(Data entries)
※

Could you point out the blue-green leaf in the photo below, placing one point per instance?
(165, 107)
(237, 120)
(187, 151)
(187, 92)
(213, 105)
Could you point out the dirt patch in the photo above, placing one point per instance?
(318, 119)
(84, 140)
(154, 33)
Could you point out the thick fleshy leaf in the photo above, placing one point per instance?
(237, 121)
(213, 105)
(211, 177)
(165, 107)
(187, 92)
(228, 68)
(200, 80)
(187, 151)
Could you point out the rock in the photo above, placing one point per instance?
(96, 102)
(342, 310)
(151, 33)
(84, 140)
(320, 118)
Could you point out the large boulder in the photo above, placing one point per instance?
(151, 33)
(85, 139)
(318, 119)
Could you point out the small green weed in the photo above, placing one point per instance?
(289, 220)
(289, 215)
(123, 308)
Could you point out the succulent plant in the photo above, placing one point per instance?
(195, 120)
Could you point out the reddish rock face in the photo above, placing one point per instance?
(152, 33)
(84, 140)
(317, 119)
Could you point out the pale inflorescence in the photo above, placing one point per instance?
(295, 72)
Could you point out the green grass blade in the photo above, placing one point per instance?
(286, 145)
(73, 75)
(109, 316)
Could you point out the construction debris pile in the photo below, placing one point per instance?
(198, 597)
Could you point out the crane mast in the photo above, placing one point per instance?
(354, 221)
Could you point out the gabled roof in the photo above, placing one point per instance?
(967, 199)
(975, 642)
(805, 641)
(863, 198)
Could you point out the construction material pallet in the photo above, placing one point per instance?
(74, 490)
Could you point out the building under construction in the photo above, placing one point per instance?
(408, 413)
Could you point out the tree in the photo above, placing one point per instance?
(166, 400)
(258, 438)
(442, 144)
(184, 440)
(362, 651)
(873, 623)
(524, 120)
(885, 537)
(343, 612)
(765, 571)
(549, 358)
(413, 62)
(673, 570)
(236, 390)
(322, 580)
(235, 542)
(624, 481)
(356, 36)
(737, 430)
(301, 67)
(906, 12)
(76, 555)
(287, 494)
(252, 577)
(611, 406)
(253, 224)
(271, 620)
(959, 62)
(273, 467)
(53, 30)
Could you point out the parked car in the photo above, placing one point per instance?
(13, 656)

※

WHAT YOU SHOULD DO:
Rewrite the material above in full, switching "placing one point per instance" to "marking each instance with a single point" wherever it occurs and keeping everything else the same.

SOLUTION:
Could you point out the blue-green leaf in the photo below, marking each instance with a single point?
(165, 107)
(237, 120)
(187, 151)
(187, 92)
(213, 105)
Could you point out the dirt patch in the photo above, marking each instance with a single point?
(318, 119)
(84, 140)
(154, 33)
Could you point out the thick fleshy leaf in the photo above, marking each instance with a single point?
(237, 121)
(213, 105)
(211, 177)
(165, 107)
(187, 92)
(228, 68)
(200, 80)
(187, 151)
Could you point out the rock in the photo above, marking each instance with a single point?
(96, 102)
(342, 310)
(151, 33)
(84, 140)
(320, 118)
Could you point out the large boulder in the photo above, marking each instance with a single point?
(151, 33)
(85, 139)
(318, 119)
Could you point out the small green weed in the photo above, marking each instance with a single point?
(289, 220)
(289, 215)
(123, 308)
Could you point out the succulent plant in the photo above, marking each instance with a single point?
(195, 120)
Could you point out the reddish rock face in the photo above, marking each instance with a single point?
(152, 33)
(84, 140)
(317, 119)
Could you point out the pale inflorescence in the photo above, marking each instance with a single point?
(295, 72)
Could you point out the green grass blade in the photo above, marking each instance with a single point?
(286, 145)
(73, 75)
(109, 316)
Could you point out the construction debris pile in the photo below, marking each instance with a single point?
(198, 597)
Could you point out the crane mast in the photo above, marking each instance with a single point?
(354, 221)
Could you point out the gabled roof in the photo above, marking each instance with a single point?
(967, 199)
(975, 642)
(805, 641)
(863, 198)
Could you point out the construction material pallet in the photo above, marking each instance with a single point?
(74, 490)
Could you point out the building under construction in the photo above, marking each instance with a single point?
(408, 413)
Could you point out the tree in the photo above, marking each instance with a single point?
(166, 400)
(258, 438)
(442, 144)
(184, 440)
(362, 651)
(873, 623)
(524, 120)
(885, 537)
(343, 612)
(765, 571)
(549, 358)
(413, 62)
(673, 570)
(236, 390)
(322, 580)
(235, 542)
(624, 481)
(356, 36)
(737, 430)
(301, 67)
(906, 12)
(76, 555)
(287, 494)
(252, 577)
(611, 406)
(253, 224)
(271, 620)
(959, 62)
(273, 467)
(53, 30)
Could you point out the parked car in the photo above, marking each instance with a single point?
(13, 656)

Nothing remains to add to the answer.